■ Problem statement ■
Could you output only the lines from the one containing "the green tree." through the last line of the data, both included?

■ Provided information ■
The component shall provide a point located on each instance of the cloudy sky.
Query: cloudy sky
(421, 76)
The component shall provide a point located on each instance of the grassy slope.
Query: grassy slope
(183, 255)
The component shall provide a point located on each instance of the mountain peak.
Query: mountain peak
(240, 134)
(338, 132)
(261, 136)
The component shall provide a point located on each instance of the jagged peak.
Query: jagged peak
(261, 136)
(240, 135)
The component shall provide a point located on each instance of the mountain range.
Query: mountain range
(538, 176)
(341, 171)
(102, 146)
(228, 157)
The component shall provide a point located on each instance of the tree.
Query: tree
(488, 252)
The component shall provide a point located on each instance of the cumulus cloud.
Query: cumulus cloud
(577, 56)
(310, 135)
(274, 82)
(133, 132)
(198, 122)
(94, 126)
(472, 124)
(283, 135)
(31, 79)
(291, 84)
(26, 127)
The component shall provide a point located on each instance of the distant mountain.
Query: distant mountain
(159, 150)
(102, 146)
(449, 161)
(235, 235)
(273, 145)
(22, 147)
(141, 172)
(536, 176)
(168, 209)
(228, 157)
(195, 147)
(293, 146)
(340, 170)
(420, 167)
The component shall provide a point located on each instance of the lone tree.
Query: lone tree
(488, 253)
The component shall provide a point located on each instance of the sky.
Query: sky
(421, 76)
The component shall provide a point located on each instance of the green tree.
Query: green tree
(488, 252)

■ Exercise solution ■
The component shall provide a point located on each instance of the green tree.
Query: green tree
(488, 252)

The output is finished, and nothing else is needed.